--- MATERIAL SUPPLIED ---

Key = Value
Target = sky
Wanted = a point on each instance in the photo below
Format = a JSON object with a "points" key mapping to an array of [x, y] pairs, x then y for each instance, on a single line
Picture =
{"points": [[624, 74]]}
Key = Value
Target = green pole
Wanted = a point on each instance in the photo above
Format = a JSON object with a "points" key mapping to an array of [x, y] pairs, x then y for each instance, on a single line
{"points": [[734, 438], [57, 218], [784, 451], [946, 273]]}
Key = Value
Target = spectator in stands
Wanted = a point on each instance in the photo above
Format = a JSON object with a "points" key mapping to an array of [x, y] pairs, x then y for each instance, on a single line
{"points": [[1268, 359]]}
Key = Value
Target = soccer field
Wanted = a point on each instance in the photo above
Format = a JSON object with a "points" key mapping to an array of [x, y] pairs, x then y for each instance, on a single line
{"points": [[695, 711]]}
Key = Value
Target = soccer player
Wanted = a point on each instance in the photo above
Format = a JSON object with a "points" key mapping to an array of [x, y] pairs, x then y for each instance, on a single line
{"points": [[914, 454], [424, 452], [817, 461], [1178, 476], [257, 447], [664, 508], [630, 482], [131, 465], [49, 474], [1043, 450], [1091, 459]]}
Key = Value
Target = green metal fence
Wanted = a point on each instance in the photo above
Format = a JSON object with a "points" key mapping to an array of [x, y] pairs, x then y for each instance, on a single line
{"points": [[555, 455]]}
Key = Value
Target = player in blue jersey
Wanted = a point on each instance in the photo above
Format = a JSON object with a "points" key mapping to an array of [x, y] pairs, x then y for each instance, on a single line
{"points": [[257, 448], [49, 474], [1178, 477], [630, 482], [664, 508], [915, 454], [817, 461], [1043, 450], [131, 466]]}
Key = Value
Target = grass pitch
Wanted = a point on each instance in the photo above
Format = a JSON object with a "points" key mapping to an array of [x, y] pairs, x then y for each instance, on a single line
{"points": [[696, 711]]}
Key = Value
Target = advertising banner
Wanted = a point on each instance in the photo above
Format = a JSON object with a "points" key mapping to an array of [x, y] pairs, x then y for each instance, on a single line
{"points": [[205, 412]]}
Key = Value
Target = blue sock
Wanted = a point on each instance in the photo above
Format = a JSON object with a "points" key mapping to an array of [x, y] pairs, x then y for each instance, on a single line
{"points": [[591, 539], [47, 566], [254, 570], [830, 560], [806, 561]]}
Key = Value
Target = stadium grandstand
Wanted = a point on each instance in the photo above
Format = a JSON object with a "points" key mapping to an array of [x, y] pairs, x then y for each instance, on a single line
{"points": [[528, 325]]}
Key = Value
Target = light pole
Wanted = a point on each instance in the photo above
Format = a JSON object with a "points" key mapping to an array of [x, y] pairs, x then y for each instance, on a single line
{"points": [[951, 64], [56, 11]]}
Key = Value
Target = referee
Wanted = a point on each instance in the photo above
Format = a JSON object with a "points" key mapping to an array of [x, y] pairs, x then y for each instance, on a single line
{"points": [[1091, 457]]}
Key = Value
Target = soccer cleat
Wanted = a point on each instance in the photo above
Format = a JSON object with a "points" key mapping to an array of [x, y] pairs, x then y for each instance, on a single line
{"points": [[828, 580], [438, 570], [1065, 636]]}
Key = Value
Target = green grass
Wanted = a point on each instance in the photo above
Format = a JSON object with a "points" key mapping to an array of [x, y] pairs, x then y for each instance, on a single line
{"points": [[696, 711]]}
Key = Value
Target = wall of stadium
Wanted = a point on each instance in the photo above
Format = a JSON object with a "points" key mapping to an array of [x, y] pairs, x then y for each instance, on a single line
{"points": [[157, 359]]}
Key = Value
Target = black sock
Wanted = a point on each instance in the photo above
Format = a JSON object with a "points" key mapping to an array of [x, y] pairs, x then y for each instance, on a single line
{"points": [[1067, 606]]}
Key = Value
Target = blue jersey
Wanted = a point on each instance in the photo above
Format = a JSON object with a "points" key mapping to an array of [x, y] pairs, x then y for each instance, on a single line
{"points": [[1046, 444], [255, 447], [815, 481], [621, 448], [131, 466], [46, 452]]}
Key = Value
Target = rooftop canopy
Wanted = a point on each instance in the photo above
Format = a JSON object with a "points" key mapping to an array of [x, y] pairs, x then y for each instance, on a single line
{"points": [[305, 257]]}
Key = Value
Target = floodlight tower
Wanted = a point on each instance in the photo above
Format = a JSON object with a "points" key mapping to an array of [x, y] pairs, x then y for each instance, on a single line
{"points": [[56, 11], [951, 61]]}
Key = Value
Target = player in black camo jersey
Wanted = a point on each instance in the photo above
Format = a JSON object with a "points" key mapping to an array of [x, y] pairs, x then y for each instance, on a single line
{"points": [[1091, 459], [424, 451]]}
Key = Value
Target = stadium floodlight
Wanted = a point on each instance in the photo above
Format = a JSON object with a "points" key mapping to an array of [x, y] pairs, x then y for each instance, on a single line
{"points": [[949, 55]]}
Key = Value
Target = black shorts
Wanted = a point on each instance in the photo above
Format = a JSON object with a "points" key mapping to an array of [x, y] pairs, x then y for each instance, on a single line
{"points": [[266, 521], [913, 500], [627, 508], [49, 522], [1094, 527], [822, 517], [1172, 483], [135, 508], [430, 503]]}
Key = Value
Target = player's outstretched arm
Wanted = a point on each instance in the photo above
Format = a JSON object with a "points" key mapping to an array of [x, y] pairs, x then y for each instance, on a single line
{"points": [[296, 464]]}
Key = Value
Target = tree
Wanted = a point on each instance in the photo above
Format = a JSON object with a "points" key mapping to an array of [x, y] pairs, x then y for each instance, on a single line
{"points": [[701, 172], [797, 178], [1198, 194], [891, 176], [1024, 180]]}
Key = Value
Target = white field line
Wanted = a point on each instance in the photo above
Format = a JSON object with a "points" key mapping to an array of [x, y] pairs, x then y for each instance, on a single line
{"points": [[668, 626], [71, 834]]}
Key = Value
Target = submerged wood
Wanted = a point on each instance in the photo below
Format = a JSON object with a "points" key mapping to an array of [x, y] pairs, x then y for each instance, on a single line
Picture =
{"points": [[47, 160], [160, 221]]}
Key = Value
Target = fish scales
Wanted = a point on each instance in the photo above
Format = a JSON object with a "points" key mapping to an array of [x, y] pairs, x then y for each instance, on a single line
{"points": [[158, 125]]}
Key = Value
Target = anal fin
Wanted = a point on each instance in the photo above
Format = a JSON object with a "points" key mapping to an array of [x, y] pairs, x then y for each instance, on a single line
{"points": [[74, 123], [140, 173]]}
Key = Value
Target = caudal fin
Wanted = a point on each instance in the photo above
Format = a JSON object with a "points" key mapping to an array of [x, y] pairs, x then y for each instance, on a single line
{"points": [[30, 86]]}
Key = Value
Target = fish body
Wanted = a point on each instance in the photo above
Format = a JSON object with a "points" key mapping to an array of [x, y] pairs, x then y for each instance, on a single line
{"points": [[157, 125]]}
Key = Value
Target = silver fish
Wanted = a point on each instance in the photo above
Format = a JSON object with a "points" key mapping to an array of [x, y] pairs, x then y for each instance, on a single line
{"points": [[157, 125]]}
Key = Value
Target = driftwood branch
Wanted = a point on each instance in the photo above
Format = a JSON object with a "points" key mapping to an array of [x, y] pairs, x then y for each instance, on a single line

---

Retype only the lines above between the line with "Target = caudal fin" and the line with "Target = fish body", counting those two lines as well, and keep every character as it is.

Target = caudal fin
Wanted = a point on each instance in the photo above
Format = a JSON object with a "points" key mapping to an array of [x, y] pairs, x then y for each instance, on a single line
{"points": [[30, 86]]}
Key = Value
Target = fish body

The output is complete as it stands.